══ Listing ══
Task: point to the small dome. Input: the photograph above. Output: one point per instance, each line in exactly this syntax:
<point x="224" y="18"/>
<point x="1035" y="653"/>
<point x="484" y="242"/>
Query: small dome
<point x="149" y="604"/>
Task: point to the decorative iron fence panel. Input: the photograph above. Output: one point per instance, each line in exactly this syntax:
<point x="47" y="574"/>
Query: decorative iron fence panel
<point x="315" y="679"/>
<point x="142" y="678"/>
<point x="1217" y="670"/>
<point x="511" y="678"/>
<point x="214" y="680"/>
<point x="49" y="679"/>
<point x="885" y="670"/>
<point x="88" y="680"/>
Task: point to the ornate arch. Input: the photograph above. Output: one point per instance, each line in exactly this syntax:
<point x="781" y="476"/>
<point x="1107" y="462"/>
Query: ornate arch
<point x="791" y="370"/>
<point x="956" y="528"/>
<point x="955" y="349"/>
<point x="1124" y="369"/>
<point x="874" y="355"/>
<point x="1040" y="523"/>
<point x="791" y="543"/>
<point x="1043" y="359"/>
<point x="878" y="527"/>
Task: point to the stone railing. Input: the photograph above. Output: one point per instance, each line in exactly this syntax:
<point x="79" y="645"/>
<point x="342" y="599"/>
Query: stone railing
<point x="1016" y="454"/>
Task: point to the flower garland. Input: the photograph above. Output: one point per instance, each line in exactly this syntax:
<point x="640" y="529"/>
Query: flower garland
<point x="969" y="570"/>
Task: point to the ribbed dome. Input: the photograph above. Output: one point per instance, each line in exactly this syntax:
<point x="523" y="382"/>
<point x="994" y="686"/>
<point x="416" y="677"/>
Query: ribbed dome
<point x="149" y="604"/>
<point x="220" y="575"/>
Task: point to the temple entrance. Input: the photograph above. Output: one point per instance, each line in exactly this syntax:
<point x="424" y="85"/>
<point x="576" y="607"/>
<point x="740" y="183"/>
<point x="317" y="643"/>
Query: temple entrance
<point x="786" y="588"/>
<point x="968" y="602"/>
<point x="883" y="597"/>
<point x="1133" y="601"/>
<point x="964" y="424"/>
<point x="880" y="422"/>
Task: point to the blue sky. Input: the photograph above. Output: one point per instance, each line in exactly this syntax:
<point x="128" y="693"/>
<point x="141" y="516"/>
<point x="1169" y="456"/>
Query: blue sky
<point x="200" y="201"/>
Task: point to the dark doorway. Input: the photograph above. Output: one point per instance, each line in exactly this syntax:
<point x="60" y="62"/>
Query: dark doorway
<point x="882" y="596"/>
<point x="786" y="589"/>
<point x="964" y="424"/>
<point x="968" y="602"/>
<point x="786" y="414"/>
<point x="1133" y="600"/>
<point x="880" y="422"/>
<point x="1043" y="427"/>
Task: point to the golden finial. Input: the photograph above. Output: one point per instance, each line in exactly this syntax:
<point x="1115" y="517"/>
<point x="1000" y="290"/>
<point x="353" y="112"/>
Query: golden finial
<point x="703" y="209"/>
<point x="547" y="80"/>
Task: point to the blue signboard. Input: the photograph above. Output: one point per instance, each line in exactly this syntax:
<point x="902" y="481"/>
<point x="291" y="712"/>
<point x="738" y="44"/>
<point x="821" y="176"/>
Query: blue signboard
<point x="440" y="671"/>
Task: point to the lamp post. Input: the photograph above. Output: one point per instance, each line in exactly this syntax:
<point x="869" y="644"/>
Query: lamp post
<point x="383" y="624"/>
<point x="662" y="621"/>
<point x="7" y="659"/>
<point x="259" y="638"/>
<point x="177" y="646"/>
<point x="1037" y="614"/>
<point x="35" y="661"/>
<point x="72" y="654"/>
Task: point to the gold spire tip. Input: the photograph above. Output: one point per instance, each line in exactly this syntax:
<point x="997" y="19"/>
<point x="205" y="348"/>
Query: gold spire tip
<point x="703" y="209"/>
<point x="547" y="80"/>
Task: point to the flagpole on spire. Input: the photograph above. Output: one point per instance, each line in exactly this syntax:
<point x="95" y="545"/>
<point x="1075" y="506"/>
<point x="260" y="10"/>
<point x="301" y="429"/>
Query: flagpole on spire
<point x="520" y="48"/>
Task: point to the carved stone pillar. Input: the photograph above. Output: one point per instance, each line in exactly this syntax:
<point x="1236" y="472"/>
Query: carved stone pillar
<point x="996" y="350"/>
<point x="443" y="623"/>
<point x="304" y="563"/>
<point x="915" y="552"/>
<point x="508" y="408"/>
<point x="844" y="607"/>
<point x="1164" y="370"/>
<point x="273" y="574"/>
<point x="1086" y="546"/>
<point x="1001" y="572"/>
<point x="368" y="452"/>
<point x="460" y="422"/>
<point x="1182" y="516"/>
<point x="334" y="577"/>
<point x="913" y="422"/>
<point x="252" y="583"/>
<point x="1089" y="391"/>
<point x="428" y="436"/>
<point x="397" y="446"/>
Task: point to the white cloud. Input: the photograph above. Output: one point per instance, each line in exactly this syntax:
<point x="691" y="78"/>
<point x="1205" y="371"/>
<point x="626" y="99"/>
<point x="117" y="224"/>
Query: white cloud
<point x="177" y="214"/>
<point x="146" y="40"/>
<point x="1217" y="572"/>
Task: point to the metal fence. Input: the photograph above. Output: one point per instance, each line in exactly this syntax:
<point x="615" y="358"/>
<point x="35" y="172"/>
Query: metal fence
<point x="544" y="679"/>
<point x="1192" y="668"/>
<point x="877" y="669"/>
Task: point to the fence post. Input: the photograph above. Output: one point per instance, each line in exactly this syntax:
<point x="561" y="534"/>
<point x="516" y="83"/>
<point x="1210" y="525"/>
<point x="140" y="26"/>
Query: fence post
═══
• Directions:
Return every line of all the items above unchanged, keeping their original order.

• Solution:
Task: point to the small dome. Input: the photograph above. Output: one point per instance, each line in exactly this syntax:
<point x="224" y="18"/>
<point x="1035" y="653"/>
<point x="484" y="242"/>
Query: small dome
<point x="149" y="604"/>
Task: point to the decorative iron fence panel. Input: the photograph above. Output: one point per instance, each line in exactly this syntax:
<point x="47" y="574"/>
Query: decorative iron fence panel
<point x="315" y="679"/>
<point x="142" y="678"/>
<point x="1217" y="670"/>
<point x="511" y="678"/>
<point x="214" y="680"/>
<point x="49" y="679"/>
<point x="885" y="670"/>
<point x="88" y="680"/>
Task: point to the ornate arch. Input: the photograph above. Output: one point per instance, each line in exactly this syntax:
<point x="781" y="476"/>
<point x="1107" y="462"/>
Query: ornate arch
<point x="791" y="370"/>
<point x="956" y="528"/>
<point x="955" y="349"/>
<point x="1124" y="369"/>
<point x="874" y="355"/>
<point x="1040" y="523"/>
<point x="791" y="543"/>
<point x="1043" y="359"/>
<point x="878" y="527"/>
Task: point to the stone railing. Input: the photograph above. Output: one point per instance, each line in exactly this syntax:
<point x="79" y="645"/>
<point x="342" y="599"/>
Query: stone railing
<point x="1016" y="454"/>
Task: point to the flower garland. Input: the photograph above. Output: one point per instance, each line in exactly this syntax:
<point x="640" y="529"/>
Query: flower garland
<point x="969" y="570"/>
Task: point to the ribbed dome. Input: the photograph above. Output: one point per instance, each line in exactly this syntax:
<point x="523" y="382"/>
<point x="994" y="686"/>
<point x="416" y="677"/>
Query: ribbed dome
<point x="149" y="604"/>
<point x="220" y="575"/>
Task: point to the temple entrance. Input: the photograph above. Output: one point per instance, each line in exactly this syntax:
<point x="424" y="85"/>
<point x="576" y="607"/>
<point x="740" y="183"/>
<point x="317" y="643"/>
Query: temple entrance
<point x="786" y="588"/>
<point x="968" y="602"/>
<point x="883" y="597"/>
<point x="1133" y="601"/>
<point x="964" y="424"/>
<point x="880" y="422"/>
Task: point to the blue sky. Input: the photograph above. Output: one point per instance, each line in exactly this syntax:
<point x="128" y="693"/>
<point x="141" y="516"/>
<point x="1169" y="456"/>
Query: blue sky
<point x="200" y="201"/>
Task: point to the dark doorway. Input: the photograph above. Output: one point per instance, each line in exactly this syntax:
<point x="60" y="62"/>
Query: dark doorway
<point x="882" y="596"/>
<point x="786" y="589"/>
<point x="964" y="424"/>
<point x="968" y="602"/>
<point x="786" y="414"/>
<point x="1133" y="600"/>
<point x="880" y="422"/>
<point x="1043" y="427"/>
Task: point to the golden finial. Input: the photograph above. Output: one point per instance, each line in exactly this syntax:
<point x="1115" y="517"/>
<point x="1000" y="290"/>
<point x="353" y="112"/>
Query: golden finial
<point x="703" y="209"/>
<point x="547" y="80"/>
Task: point to the blue signboard. Input: the photograph above. Output: one point per instance, each line in exactly this syntax:
<point x="902" y="481"/>
<point x="291" y="712"/>
<point x="738" y="44"/>
<point x="821" y="176"/>
Query: blue signboard
<point x="440" y="671"/>
Task: point to the lamp post. Input: the photograph above. Output: one point per instance, each line in exactly this syntax:
<point x="869" y="644"/>
Query: lamp post
<point x="383" y="624"/>
<point x="662" y="621"/>
<point x="7" y="659"/>
<point x="259" y="638"/>
<point x="177" y="646"/>
<point x="1037" y="614"/>
<point x="35" y="661"/>
<point x="72" y="654"/>
Task: point to the gold spire tip. Input: the photograph above. Output: one point per instance, each line in exactly this syntax:
<point x="997" y="19"/>
<point x="205" y="348"/>
Query: gold spire tip
<point x="703" y="209"/>
<point x="547" y="80"/>
Task: point to the flagpole on spire. Input: the photograph above. Output: one point per instance, each line in exactly this syntax:
<point x="95" y="545"/>
<point x="1075" y="506"/>
<point x="260" y="10"/>
<point x="301" y="429"/>
Query: flagpole on spire
<point x="520" y="48"/>
Task: point to the carved stone pillar. Input: the photograph above. Output: one point per instance, each line in exactly this syntax:
<point x="1236" y="472"/>
Query: carved stone pillar
<point x="996" y="350"/>
<point x="443" y="623"/>
<point x="304" y="563"/>
<point x="915" y="552"/>
<point x="508" y="408"/>
<point x="844" y="607"/>
<point x="1164" y="370"/>
<point x="273" y="574"/>
<point x="1086" y="546"/>
<point x="1001" y="572"/>
<point x="368" y="452"/>
<point x="460" y="422"/>
<point x="1182" y="516"/>
<point x="334" y="577"/>
<point x="913" y="422"/>
<point x="252" y="583"/>
<point x="1089" y="391"/>
<point x="428" y="436"/>
<point x="397" y="446"/>
Task: point to the white cloud. Input: the photograph above. Output: one point per instance, each line in exactly this syntax:
<point x="691" y="78"/>
<point x="1205" y="371"/>
<point x="626" y="99"/>
<point x="117" y="224"/>
Query: white cloud
<point x="177" y="214"/>
<point x="146" y="40"/>
<point x="1217" y="572"/>
Task: point to the metal fence. Input: the photograph above. Output: one point per instance, each line in exactly this syntax:
<point x="615" y="358"/>
<point x="35" y="172"/>
Query: metal fence
<point x="544" y="679"/>
<point x="1192" y="668"/>
<point x="877" y="669"/>
Task: point to the fence post. Input: the photograph above. Output: one point per instance, each line in exactly this syntax:
<point x="561" y="534"/>
<point x="516" y="83"/>
<point x="1210" y="525"/>
<point x="140" y="26"/>
Query: fence post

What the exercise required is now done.